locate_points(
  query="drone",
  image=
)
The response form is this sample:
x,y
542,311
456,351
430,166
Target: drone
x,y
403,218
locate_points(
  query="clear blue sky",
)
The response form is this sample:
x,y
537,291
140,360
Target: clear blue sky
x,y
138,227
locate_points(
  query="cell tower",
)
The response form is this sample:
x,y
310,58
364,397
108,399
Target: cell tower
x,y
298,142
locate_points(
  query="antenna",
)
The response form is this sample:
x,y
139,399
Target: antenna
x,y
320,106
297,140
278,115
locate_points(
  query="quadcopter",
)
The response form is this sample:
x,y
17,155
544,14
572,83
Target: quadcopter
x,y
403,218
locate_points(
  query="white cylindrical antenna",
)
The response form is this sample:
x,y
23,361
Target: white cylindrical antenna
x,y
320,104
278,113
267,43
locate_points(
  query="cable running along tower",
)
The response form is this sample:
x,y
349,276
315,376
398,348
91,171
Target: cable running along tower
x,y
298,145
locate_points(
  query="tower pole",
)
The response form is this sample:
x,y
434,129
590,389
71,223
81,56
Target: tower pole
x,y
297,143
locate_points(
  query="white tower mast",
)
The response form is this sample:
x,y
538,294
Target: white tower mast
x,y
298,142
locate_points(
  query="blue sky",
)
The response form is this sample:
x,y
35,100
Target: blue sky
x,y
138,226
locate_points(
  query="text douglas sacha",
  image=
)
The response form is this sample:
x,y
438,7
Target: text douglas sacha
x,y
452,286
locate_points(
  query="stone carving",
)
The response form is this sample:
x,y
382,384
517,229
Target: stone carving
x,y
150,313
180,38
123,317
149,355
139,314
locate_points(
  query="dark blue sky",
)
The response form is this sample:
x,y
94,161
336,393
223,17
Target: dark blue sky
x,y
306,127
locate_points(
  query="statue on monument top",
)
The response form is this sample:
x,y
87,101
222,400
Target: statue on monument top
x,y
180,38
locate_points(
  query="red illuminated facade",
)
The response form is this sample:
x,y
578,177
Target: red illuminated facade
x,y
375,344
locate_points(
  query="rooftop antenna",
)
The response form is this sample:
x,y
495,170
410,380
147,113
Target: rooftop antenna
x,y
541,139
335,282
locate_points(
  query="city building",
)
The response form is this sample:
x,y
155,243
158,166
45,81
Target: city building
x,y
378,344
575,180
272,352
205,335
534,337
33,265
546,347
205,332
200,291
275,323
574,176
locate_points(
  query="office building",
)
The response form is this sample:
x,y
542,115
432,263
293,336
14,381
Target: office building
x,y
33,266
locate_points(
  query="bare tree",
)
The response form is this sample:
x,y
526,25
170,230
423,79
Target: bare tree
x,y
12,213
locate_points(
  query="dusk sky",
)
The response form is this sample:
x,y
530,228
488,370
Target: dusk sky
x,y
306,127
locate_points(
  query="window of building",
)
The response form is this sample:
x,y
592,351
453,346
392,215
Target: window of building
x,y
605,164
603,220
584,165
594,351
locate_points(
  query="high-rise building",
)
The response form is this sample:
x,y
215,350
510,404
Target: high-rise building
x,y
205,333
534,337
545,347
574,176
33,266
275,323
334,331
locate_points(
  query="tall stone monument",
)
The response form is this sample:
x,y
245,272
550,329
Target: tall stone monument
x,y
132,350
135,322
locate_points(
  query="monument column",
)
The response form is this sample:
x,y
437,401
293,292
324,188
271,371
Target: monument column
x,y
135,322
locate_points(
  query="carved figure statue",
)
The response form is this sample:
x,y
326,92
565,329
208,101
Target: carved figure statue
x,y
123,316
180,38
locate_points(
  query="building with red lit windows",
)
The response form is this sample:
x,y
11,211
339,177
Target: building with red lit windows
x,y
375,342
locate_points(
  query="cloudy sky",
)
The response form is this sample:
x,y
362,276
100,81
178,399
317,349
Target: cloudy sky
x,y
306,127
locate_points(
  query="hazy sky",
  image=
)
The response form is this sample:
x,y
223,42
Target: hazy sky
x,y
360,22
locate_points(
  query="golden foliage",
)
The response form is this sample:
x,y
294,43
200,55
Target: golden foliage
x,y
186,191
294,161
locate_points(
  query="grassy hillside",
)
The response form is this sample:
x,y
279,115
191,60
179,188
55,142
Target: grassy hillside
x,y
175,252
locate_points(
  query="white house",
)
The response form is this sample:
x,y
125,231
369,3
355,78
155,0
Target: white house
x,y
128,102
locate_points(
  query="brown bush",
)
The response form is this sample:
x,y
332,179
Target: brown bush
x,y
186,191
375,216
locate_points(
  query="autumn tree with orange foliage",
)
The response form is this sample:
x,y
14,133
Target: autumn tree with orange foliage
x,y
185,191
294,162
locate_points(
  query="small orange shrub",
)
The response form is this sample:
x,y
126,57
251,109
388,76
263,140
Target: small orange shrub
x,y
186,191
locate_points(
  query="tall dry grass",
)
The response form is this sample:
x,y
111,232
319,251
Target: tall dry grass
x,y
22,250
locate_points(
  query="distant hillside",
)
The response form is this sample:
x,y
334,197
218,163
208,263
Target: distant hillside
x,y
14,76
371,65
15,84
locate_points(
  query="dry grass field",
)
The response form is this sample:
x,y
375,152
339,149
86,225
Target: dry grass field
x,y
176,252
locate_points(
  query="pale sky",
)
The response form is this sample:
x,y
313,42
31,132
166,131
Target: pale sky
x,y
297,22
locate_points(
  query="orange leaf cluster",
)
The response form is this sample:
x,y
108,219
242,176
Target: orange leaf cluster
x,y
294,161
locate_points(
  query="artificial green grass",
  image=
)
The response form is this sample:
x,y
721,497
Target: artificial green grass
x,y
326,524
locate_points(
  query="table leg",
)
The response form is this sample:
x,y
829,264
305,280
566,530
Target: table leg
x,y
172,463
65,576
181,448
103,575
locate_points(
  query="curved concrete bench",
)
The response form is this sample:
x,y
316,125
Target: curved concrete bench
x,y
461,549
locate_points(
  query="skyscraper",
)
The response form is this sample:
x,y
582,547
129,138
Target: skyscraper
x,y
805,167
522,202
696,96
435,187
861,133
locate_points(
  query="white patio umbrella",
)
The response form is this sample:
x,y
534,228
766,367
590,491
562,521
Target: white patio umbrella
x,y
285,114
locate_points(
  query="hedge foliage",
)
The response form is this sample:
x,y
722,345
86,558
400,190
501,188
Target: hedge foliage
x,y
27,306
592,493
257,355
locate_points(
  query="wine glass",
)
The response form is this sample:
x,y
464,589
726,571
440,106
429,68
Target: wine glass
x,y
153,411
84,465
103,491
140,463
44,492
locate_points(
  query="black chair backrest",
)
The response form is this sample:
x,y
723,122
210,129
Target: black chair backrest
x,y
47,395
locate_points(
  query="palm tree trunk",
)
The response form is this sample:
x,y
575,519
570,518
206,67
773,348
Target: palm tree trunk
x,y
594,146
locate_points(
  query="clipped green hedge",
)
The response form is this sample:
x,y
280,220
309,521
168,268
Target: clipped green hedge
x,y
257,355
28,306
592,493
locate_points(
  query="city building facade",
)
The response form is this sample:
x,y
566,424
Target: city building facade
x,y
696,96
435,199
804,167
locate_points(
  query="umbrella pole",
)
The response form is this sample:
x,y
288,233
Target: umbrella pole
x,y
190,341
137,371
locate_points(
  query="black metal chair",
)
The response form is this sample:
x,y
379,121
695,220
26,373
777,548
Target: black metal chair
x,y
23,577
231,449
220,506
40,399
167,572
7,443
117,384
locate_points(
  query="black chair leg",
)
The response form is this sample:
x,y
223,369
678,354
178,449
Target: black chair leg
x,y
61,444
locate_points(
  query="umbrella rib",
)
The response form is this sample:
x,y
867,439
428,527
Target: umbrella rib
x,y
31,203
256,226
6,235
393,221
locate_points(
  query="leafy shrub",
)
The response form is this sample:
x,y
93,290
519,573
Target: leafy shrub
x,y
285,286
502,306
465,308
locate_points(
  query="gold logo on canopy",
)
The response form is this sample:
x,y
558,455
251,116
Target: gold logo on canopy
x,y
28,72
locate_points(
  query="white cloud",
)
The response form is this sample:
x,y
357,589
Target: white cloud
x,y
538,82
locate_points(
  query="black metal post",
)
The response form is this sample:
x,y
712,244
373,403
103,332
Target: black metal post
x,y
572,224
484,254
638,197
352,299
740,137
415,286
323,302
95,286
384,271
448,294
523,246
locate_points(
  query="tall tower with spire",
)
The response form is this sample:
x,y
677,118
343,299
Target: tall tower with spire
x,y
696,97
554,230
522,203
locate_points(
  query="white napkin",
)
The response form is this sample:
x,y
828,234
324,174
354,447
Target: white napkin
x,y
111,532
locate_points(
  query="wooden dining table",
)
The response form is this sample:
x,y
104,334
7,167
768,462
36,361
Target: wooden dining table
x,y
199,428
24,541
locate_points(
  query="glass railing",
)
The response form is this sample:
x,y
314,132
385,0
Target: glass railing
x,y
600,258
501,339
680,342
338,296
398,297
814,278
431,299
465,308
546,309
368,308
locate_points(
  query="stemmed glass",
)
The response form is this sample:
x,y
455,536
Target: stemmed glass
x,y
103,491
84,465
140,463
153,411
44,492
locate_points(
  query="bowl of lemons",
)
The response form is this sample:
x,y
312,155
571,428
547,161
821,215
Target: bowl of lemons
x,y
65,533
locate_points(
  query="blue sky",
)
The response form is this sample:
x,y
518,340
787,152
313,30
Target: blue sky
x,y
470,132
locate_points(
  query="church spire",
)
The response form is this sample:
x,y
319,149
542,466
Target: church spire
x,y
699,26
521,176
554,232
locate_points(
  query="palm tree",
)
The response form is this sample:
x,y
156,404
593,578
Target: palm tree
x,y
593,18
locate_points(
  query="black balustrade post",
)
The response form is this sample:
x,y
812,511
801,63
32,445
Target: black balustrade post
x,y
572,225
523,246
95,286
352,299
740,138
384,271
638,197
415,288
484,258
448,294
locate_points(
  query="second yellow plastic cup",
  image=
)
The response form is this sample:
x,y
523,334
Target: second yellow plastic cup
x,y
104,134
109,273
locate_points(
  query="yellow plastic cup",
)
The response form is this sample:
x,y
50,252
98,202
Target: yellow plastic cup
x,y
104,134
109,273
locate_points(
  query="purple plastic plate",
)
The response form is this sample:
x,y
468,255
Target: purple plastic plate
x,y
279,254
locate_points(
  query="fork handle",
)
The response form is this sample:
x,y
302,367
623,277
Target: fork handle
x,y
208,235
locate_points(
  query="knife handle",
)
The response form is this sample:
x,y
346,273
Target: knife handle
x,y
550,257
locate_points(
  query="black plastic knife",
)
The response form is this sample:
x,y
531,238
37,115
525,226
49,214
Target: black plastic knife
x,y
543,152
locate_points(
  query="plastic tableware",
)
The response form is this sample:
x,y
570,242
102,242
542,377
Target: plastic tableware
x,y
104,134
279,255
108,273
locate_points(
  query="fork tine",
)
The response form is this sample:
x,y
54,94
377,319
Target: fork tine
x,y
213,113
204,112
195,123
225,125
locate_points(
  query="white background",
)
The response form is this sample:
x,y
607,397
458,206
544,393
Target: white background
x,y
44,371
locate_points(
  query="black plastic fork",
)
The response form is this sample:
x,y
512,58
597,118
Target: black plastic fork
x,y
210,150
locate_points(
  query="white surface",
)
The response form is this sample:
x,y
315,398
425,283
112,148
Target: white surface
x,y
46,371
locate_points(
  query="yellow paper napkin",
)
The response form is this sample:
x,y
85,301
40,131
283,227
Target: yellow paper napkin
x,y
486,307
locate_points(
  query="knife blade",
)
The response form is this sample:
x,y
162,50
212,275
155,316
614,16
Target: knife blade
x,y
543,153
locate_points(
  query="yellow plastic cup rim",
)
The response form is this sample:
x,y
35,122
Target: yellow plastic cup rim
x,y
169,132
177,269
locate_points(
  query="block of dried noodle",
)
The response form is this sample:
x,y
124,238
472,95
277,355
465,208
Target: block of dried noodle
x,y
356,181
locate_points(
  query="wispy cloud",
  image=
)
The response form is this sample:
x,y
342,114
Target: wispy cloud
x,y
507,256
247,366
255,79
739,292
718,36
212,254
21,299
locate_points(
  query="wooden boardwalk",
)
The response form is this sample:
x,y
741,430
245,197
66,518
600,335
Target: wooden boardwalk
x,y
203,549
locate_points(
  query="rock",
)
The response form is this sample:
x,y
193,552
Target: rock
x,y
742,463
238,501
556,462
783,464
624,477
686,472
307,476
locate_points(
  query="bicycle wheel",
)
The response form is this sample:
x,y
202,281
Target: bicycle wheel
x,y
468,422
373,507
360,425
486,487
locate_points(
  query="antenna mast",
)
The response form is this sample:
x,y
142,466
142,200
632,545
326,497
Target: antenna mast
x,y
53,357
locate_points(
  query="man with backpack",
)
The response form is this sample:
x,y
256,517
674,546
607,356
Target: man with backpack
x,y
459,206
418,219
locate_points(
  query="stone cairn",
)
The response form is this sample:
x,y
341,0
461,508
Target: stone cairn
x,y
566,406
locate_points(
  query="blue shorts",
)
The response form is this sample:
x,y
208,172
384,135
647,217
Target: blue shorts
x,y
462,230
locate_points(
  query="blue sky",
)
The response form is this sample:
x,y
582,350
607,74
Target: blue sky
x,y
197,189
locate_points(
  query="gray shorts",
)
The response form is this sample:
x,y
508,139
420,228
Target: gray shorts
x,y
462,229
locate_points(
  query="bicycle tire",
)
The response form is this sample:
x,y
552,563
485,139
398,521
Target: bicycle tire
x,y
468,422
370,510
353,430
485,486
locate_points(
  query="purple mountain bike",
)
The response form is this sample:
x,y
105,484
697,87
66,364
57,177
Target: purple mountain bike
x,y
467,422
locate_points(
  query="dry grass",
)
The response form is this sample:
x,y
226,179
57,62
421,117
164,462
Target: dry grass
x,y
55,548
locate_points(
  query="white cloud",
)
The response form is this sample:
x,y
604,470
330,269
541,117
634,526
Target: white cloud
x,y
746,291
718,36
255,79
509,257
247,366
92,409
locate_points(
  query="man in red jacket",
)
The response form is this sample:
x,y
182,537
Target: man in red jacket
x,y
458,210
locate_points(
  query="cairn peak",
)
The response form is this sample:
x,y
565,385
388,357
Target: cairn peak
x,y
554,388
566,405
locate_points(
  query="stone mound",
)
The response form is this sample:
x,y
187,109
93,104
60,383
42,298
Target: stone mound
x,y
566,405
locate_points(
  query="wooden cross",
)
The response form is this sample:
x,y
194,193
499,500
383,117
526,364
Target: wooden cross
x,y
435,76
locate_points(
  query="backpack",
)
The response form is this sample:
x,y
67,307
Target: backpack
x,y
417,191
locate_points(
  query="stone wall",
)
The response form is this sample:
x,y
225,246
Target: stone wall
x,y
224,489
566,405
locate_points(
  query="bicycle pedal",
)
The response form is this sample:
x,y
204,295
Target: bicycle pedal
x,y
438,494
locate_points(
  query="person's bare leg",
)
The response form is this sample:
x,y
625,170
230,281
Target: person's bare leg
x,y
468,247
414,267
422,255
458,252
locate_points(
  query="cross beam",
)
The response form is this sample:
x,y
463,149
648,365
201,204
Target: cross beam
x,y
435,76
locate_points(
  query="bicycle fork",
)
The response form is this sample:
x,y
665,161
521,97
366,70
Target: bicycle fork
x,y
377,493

══════════

#### Request:
Gather every line of the listing above that contains the string "wispy", matching its case exactly.

#### Task answer:
  query="wispy cloud",
Target: wispy cloud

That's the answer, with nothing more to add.